#### [Task requirements]
Find the line that contains "pink boutonniere flower". Repeat that line and all lines following it, exactly, through the end of the listing below.

#### [Exercise data]
————

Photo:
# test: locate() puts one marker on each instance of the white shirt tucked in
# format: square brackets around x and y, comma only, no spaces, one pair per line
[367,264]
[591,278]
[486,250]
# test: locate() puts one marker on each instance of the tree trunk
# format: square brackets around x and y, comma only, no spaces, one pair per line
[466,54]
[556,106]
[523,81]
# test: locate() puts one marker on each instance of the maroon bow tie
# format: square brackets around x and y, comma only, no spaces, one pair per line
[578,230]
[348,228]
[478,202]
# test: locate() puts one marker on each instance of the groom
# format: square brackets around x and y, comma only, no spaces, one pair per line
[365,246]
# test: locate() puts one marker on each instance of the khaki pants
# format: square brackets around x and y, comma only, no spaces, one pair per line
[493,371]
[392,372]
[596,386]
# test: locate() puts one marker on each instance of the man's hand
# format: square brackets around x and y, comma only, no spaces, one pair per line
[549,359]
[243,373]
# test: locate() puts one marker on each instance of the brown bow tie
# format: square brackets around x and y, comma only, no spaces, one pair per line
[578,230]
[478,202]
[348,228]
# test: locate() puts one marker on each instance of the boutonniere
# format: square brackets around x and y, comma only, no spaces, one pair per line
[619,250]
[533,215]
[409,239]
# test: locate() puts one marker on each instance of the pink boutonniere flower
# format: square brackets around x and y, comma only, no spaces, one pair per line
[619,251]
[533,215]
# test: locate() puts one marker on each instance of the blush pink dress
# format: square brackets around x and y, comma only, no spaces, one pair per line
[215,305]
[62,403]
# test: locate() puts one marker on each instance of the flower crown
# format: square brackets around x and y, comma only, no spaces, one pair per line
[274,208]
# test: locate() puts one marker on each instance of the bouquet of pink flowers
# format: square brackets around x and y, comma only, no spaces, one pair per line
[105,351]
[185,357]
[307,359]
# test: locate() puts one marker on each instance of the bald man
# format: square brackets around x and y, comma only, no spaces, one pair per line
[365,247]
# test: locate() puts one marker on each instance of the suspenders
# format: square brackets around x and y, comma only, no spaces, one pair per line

————

#### [Answer to this problem]
# test: locate() puts one marker on each instance of the pink boutonniere flower
# format: square brackets around x and y, comma only, no spaces, one pair per line
[619,251]
[533,215]
# test: locate() puts one marker on each instance of the blush pink dress
# format: square brackets around x and y, comma only, no spaces, one pair per line
[215,305]
[62,403]
# test: locate() puts one marker on each instance of the flower crown
# format: square brackets around x and y, comma only, no spaces, one pair per line
[274,208]
# test: locate() puts one marker on each instance of the bouquet of pink flowers
# format: square brackets around x and y, comma only, no spaces, one pair per line
[105,351]
[185,357]
[307,359]
# test: locate() puts one marker on each instance of the bald man
# format: square brackets around x and y, comma only, no spaces, one pair per line
[365,247]
# test: locate() puts one marker on each instance of the suspenders
# format: square brackets around x and y, comma only, no spaces, one pair per line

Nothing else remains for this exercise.